Records
►

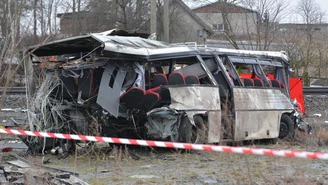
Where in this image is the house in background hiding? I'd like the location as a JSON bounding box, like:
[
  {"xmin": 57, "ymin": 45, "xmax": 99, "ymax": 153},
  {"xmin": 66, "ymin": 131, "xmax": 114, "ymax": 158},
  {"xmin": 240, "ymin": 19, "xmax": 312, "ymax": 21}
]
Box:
[
  {"xmin": 57, "ymin": 11, "xmax": 112, "ymax": 36},
  {"xmin": 57, "ymin": 0, "xmax": 213, "ymax": 44},
  {"xmin": 193, "ymin": 1, "xmax": 260, "ymax": 36}
]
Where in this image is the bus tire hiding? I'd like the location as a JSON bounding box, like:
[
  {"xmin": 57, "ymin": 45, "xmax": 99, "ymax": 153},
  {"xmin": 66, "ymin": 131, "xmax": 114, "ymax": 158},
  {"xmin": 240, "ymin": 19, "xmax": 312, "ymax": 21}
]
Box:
[
  {"xmin": 179, "ymin": 115, "xmax": 206, "ymax": 144},
  {"xmin": 279, "ymin": 114, "xmax": 295, "ymax": 139}
]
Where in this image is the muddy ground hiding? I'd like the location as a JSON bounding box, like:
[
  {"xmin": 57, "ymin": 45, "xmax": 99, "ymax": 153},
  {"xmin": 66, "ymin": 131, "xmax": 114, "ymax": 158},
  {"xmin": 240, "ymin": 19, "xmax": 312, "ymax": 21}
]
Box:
[{"xmin": 0, "ymin": 96, "xmax": 328, "ymax": 185}]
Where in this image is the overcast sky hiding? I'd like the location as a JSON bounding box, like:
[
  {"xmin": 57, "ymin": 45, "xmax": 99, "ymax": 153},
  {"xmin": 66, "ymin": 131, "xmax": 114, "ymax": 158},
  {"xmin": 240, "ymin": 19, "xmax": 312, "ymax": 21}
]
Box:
[
  {"xmin": 284, "ymin": 0, "xmax": 328, "ymax": 22},
  {"xmin": 184, "ymin": 0, "xmax": 328, "ymax": 23}
]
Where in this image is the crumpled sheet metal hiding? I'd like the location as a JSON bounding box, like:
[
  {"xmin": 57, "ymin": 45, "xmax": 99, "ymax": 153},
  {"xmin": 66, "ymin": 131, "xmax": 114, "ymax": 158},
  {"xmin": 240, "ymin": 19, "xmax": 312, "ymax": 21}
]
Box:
[
  {"xmin": 168, "ymin": 85, "xmax": 221, "ymax": 111},
  {"xmin": 233, "ymin": 88, "xmax": 294, "ymax": 111},
  {"xmin": 146, "ymin": 107, "xmax": 181, "ymax": 141}
]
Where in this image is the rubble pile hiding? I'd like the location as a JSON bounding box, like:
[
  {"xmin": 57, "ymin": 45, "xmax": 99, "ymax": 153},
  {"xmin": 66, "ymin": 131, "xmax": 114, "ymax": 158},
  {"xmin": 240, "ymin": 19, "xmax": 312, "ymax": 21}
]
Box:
[{"xmin": 0, "ymin": 166, "xmax": 87, "ymax": 185}]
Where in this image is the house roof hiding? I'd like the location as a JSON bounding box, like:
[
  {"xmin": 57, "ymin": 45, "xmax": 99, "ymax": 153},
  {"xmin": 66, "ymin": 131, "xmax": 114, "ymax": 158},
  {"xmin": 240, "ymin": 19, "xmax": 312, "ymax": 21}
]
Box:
[
  {"xmin": 172, "ymin": 0, "xmax": 214, "ymax": 34},
  {"xmin": 193, "ymin": 1, "xmax": 258, "ymax": 13}
]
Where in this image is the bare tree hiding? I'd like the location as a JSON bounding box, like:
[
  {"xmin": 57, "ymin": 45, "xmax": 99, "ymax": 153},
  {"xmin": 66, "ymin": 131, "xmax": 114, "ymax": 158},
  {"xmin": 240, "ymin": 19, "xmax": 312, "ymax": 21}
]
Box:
[{"xmin": 297, "ymin": 0, "xmax": 324, "ymax": 85}]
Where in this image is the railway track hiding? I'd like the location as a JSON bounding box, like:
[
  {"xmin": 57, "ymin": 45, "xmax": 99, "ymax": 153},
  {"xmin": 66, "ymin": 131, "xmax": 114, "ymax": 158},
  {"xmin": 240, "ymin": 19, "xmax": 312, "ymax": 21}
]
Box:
[{"xmin": 0, "ymin": 86, "xmax": 328, "ymax": 94}]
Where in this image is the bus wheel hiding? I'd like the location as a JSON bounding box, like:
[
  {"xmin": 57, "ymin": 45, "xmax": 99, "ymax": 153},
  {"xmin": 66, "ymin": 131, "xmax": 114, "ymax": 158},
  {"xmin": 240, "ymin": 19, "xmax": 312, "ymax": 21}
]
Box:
[
  {"xmin": 279, "ymin": 114, "xmax": 295, "ymax": 139},
  {"xmin": 179, "ymin": 116, "xmax": 206, "ymax": 144}
]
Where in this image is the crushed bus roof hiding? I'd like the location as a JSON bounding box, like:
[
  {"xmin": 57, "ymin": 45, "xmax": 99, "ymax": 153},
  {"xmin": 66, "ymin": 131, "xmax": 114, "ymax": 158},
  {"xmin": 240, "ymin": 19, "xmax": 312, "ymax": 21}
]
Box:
[{"xmin": 28, "ymin": 31, "xmax": 289, "ymax": 62}]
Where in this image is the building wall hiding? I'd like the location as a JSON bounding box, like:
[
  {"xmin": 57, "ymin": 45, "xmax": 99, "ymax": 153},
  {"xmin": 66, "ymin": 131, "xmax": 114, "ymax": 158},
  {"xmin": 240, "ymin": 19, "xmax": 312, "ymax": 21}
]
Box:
[
  {"xmin": 170, "ymin": 6, "xmax": 208, "ymax": 45},
  {"xmin": 196, "ymin": 13, "xmax": 257, "ymax": 36}
]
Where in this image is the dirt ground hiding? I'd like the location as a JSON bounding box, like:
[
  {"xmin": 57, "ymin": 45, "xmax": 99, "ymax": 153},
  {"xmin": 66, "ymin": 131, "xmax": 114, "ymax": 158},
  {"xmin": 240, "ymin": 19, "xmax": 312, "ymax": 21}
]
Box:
[{"xmin": 0, "ymin": 96, "xmax": 328, "ymax": 185}]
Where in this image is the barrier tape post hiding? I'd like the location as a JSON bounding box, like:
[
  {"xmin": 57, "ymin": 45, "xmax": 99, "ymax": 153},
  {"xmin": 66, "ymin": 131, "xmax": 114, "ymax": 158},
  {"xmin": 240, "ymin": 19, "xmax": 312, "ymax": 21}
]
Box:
[{"xmin": 0, "ymin": 128, "xmax": 328, "ymax": 160}]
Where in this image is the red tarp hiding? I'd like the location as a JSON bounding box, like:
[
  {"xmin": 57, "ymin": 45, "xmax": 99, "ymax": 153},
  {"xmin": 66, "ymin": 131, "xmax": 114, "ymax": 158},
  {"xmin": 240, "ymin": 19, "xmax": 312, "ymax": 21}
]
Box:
[{"xmin": 289, "ymin": 78, "xmax": 305, "ymax": 114}]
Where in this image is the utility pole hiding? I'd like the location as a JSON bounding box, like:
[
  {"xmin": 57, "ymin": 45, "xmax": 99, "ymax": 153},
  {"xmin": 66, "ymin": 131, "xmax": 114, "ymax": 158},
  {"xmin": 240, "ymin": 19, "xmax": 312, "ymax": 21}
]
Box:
[
  {"xmin": 163, "ymin": 0, "xmax": 170, "ymax": 42},
  {"xmin": 150, "ymin": 0, "xmax": 157, "ymax": 35}
]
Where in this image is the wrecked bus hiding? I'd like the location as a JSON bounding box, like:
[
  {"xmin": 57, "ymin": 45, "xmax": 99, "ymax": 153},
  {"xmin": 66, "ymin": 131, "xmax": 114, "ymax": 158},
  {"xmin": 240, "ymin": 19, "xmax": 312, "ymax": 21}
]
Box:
[{"xmin": 25, "ymin": 30, "xmax": 299, "ymax": 152}]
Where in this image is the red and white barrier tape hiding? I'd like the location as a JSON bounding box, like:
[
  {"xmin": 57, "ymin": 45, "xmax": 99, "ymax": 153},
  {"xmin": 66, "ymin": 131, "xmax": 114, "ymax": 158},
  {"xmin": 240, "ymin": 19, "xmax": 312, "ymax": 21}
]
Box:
[{"xmin": 0, "ymin": 129, "xmax": 328, "ymax": 160}]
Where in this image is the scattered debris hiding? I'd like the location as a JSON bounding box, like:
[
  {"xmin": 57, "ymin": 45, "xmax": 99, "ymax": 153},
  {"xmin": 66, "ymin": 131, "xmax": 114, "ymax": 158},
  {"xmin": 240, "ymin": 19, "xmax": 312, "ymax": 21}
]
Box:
[
  {"xmin": 7, "ymin": 160, "xmax": 31, "ymax": 168},
  {"xmin": 131, "ymin": 175, "xmax": 160, "ymax": 179},
  {"xmin": 313, "ymin": 114, "xmax": 322, "ymax": 118}
]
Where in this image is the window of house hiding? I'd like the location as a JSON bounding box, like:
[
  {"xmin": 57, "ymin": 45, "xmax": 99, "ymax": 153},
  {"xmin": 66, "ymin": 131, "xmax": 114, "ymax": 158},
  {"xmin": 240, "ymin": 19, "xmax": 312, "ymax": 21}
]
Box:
[{"xmin": 213, "ymin": 24, "xmax": 224, "ymax": 31}]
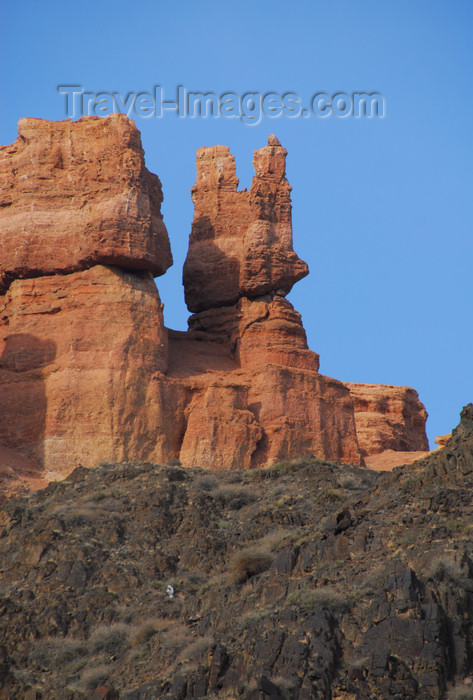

◄

### Exercise description:
Locate every line in the records above that contains the word "tape", and copy each of those lines.

### Solution for this problem:
Where in this image is the barrier tape post hiding? I'd like the location as a JSON bounding box, like:
Where in this image is the red and white barrier tape hiding? I'd like the location as a JSON bounding box, like:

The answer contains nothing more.